> **Extrait fourni**
"""

La formalisation progressive du marché du travail a permis de limiter les pratiques d'exploitation et de favoriser des relations de travail plus équilibrées. Il ne fait aucun doute que ce cadre a renforcé le rôle des syndicats et des négociations collectives. C'est ce qui a créé un environnement plus propice au dialogue social.
Cependant, l'introduction abrupte et sans préparation du SMIG a provoqué des bouleversements majeurs dans certains secteurs économiques du tissu économique et social français. Les emplois domestiques, tels que les filles au pair ou les gardiens d'immeuble, ont été durement affectés. Ces postes, souvent accompagnés d'avantages en nature comme le logement et la nourriture, étaient généralement complétés par un faible salaire monétaire. Ils concernaient surtout des étudiants et de jeunes salariés (garçons et filles) venus des provinces pour travailler dans les grands centres urbains comme Paris. Cependant, ce modèle s'est avéré difficilement compatible avec les nouvelles exigences légales.

"""

> **Matériel fourni**
"""

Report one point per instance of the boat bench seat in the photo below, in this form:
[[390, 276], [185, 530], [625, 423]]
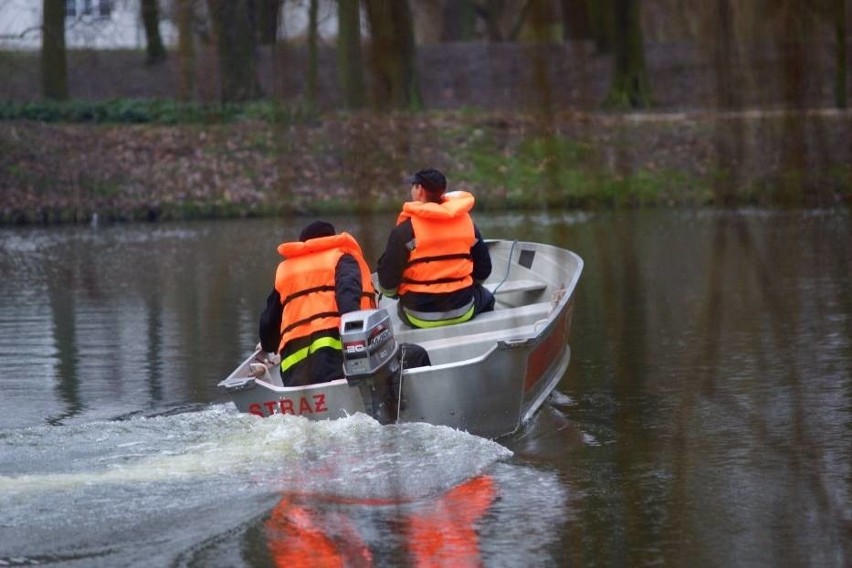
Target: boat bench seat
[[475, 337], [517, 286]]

"""
"""

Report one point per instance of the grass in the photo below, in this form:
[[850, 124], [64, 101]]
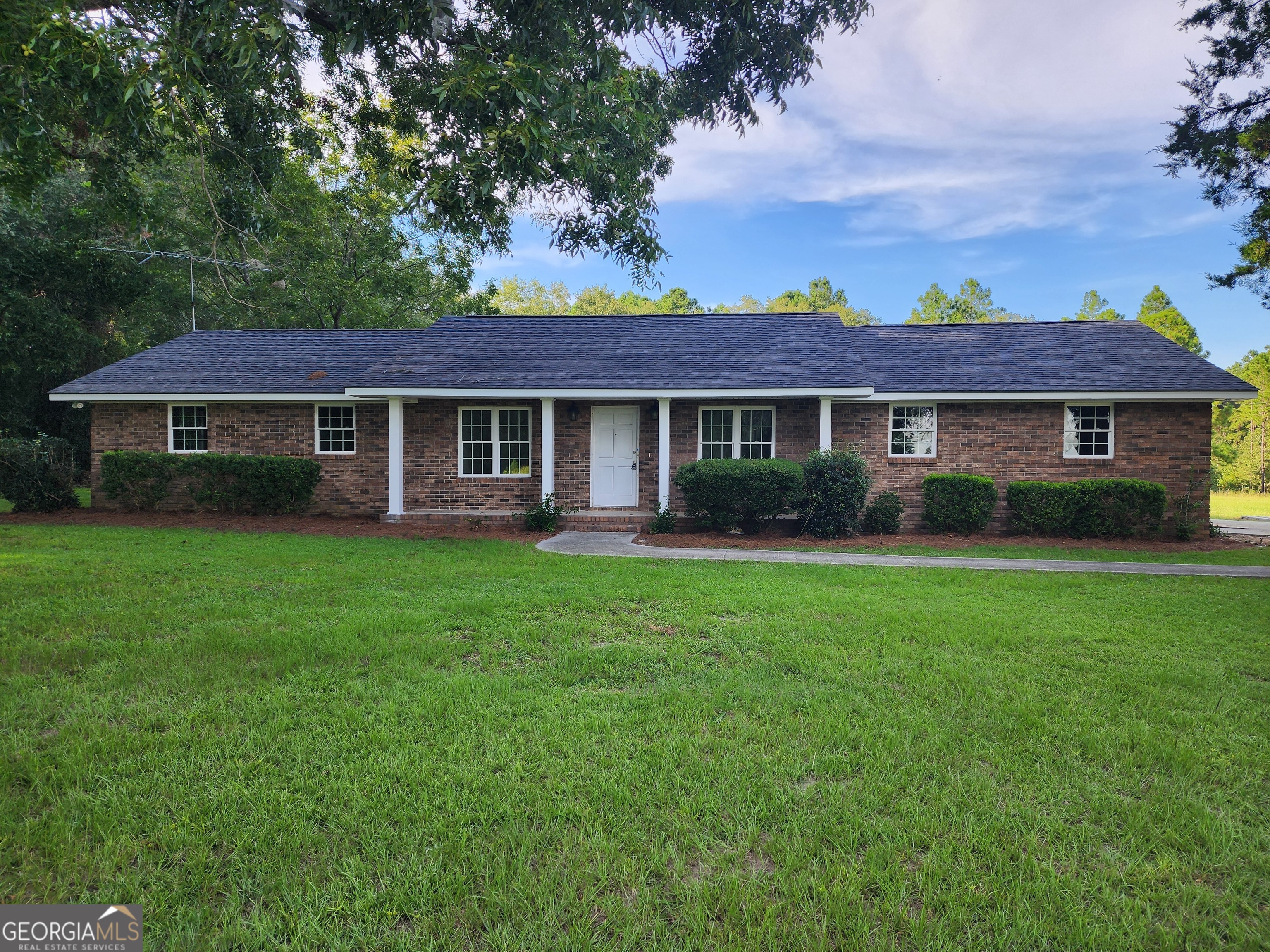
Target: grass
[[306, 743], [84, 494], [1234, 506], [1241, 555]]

"""

> **Travail demandé**
• a. Recopiez sans rien changer le passage de l'extrait sur le SMIG qui commence aux mots "Cependant, l'introduction abrupte" et se termine après "nouvelles exigences légales.".
• b. Rédigez la suite de l'extrait sur le SMIG, en reprenant après sa dernière phrase.

> **Ensemble des réponses**
• a.
Cependant, l'introduction abrupte et sans préparation du SMIG a provoqué des bouleversements majeurs dans certains secteurs économiques du tissu économique et social français. Les emplois domestiques, tels que les filles au pair ou les gardiens d'immeuble, ont été durement affectés. Ces postes, souvent accompagnés d'avantages en nature comme le logement et la nourriture, étaient généralement complétés par un faible salaire monétaire. Ils concernaient surtout des étudiants et de jeunes salariés (garçons et filles) venus des provinces pour travailler dans les grands centres urbains comme Paris. Cependant, ce modèle s'est avéré difficilement compatible avec les nouvelles exigences légales.

• b.
Il est évident que l'application uniforme du salaire minimum par les autorités politique, sans considération des spécificités régionales ou sectorielles et avec peu de concertations, a créé des disparités importantes entre zones rurales et urbaines. Les secteurs à faible valeur ajoutée, tels que le textile ou l'agriculture, ont été confrontés à des restructurations difficiles, marquées par des pertes d'emplois et des délocalisations. Certains employeurs ont réduit leurs heures ou renoncé à embaucher, préférant des arrangements informels.
La ruée vers la France de travailleurs des pays limitrophes comme le Portugal, l’Espagne et la Grèce, dont le revenu en parité de pouvoir d’achat était au minimum de la moitié de celui de la France, a stimulé la cupidité d’employeurs dont le patriotisme économique n’était pas le souci. Souvent le poste de travail est occupé par deux employés qui se relayait. C’est durant cette période crise que l’on entendait le slogan, « ils viennent nous prendre notre pain et nos femmes ».
Il ne fait pas doute que l'absence de dispositifs transitoires adaptés a pénalisé l'emploi des jeunes et des personnes peu qualifiées durant les deux décennies qui ont suivi les trente glorieuses. Cela a poussé de nombreux employeurs à réduire leurs effectifs ou à privilégier la mécanisation pour compenser la hausse des coûts salariaux. Cette situation contribue ainsi, de manière surprenante, à fragiliser certaines catégories de travailleurs.
La situation de France n’est une exception dans les grands pays industrialisés. On peut citer les USA par exemple, ou l’Allemagne.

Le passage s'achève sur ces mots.